Pointing and labeling entries:
========

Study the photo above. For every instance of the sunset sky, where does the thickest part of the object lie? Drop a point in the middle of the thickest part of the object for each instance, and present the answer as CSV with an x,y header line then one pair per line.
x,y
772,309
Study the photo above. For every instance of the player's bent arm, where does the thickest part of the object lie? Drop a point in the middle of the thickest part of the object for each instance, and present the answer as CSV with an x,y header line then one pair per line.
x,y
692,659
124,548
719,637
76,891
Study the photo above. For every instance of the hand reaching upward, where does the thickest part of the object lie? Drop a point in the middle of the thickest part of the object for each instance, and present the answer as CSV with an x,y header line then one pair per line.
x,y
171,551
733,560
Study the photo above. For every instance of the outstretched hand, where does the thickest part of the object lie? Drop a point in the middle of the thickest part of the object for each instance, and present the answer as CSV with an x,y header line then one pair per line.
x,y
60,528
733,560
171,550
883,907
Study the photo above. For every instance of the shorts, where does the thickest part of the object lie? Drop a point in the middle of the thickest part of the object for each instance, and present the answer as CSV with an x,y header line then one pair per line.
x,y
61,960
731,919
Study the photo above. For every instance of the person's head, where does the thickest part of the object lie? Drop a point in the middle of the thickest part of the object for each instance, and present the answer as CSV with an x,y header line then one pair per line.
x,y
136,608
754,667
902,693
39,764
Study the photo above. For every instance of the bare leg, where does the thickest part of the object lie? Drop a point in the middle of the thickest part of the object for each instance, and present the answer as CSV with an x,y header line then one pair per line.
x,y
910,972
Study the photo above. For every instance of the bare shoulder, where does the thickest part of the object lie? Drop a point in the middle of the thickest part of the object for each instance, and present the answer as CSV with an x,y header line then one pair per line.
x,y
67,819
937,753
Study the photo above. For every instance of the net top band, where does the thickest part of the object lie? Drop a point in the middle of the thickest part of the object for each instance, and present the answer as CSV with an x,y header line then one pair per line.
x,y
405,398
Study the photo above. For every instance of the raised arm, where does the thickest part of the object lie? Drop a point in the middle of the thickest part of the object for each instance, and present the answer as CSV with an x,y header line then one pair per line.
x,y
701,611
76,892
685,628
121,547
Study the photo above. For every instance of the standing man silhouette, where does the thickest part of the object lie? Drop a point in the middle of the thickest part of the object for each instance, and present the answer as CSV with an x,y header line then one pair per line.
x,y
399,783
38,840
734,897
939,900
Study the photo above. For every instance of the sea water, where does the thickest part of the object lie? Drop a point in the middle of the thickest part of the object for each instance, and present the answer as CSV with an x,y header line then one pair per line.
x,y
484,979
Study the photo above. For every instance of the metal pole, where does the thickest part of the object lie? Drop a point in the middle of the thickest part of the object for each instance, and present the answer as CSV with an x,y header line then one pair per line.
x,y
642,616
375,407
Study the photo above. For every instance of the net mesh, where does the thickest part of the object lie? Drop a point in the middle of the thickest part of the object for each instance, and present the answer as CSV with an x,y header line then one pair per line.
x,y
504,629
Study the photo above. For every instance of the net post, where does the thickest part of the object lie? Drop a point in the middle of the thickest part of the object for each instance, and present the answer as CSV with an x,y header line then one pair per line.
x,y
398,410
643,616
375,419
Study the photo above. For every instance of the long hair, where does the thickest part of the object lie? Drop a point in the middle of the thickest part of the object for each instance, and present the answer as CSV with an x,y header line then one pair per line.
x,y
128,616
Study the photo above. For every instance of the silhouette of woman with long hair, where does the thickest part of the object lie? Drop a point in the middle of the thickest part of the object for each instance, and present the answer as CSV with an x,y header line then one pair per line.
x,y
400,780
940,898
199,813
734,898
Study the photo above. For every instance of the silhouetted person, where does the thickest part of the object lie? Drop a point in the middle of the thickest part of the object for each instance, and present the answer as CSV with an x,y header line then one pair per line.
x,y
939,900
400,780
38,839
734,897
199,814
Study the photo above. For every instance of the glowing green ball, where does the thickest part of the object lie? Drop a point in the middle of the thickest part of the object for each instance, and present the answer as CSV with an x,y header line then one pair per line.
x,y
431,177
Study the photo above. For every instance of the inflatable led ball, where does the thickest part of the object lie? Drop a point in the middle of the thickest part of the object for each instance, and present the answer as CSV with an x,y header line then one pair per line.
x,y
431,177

========

= What to produce =
Extract the complete listing above, reproducing each line exactly.

= Exercise answer =
Study the photo above. For every instance of the sunset sky, where does the thickest part of the object lie? Drop a point in the middle of the thickest part of the object for each instance, and present the answer as CSV with an x,y header line then one pair per line.
x,y
772,309
Study the photo above. For every instance of the player's bent arm, where does the thickest part of the object lie? Drop a point in the middle of the thickest part of the object for each instance, and present the answer as CSV with an x,y header line then one pair per line.
x,y
692,659
124,548
719,637
76,891
Study the photo above. For every instance of the hand reaching upward, where does the thickest part of the object lie? Drop a point in the middle of the thickest part of the object for each instance, and present the answer as CSV with an x,y header line then one pair per line.
x,y
171,551
733,560
Study the photo above. For every instance of the outstretched hand, where does the thickest part of the object lie? Drop a point in the middle of the thickest part of the object for each instance, and present the answer as CSV with an x,y header line then one pair per line.
x,y
60,528
733,560
171,550
883,907
Study the photo above. For every instance of the shorts, where does the thickest part of the object lie? Drop a point in the middle of the thickest part of the object for each instance, and present the answer as CSV with an x,y header line then one pair per line.
x,y
61,960
731,919
Study the photo above. For every instance of the person's head, where does the thickest part of the object lie? Drop a point in the middle of the thickest part of the object for each instance, and present the answer as CSV with an x,y header line then one pair per line.
x,y
136,608
754,667
902,693
39,764
Study the photo above. For every instance of the bare leg, where does the thickest part of the object lie? Drop a point in the middle of the thickest part of the object for each instance, and present the answer as CSV with an x,y header line then one pair per line.
x,y
910,972
Study the photo above. For every instance of the bare shoulder, where does the thickest part of the object lie? Drop a point in the middle of the thickest part of the object for each instance, and present the answer as CSV with an x,y header line then one pair per line.
x,y
67,819
937,753
Study the photo above. For every instance of the net top band, where does the thickest part of the object lie? Drop a point in the middle of the thickest part of the object for each instance, and present the answer as CSV with an x,y header line then one pair per line.
x,y
405,398
Study the photo above. For every instance of the raised arm, where does the thickest part of the object lie? Drop a point in the middle of the thickest part of the object for each instance, and present the answer as CSV with an x,y header line then one pair per line.
x,y
701,611
76,892
685,628
121,547
Study the photo above. For every instance of the standing man silhouette, where does the thickest part of the object lie? Drop a point in the middle of the thickest part of the object for each instance, and present the answer as CSV with an x,y header line then one pair per line.
x,y
399,783
38,840
734,897
939,900
Study the photo above. For every instance of the sea water, where does the thickest part of the object lie? Drop a point in the middle of the thickest part of the object for each instance, and present the answer as CSV with an x,y header line then one pair per line.
x,y
484,979
Study the photo above. For every instance of the metal pole, where does the thickest part of the object lie? Drop a point in the middle of the thickest part of the object for each instance, and present the answer as CSV with an x,y header line then one pair per line.
x,y
642,616
375,407
Study the photo above. For every instance of the net mesh, where does the thickest part of the object lie? Drop a point in the middle of the thickest part of the object for each instance, and present the answer as CSV with an x,y header line then one pair per line.
x,y
504,629
Study the photo above. For every instance of the net post, where does the thickest part of the object lie? Drop a point in the middle of the thickest part of the object for each instance, and present the answer as CSV with an x,y header line then one pair per line.
x,y
398,410
643,616
375,419
Study the photo above. For every instance of the long hair, where does the thickest part of the object lie? Drop a point in the middle of the thickest part of the object for each instance, and present the answer as CSV with an x,y header line then one pair per line.
x,y
128,616
Study the photo above. For every instance of the silhouette of woman with long hair, where does the thickest part of the object lie? Drop a point in the middle of the thickest part of the object for each instance, and present the answer as CSV with an x,y header line then one pair per line.
x,y
400,780
940,898
199,813
734,898
Study the photo above. For every instance of the silhouetted person, where does the thickest part of the object lie? Drop a point in the middle of the thickest part of the object for each instance, and present the answer as CSV with an x,y header line then one pair per line.
x,y
939,900
400,780
38,839
734,897
199,814
Study the photo above. For every instance of the glowing green ball, where does the thickest part of the object lie? Drop a point in the middle of the thickest part of the object for each instance, and present the answer as CSV with an x,y header line then one pair per line.
x,y
431,177
Study the photo above. For every instance of the inflatable led ball, where does the thickest part of the object lie? Drop a point in the middle of the thickest part of the object for each instance, and present the answer as CSV with an x,y header line then one pair per line.
x,y
431,177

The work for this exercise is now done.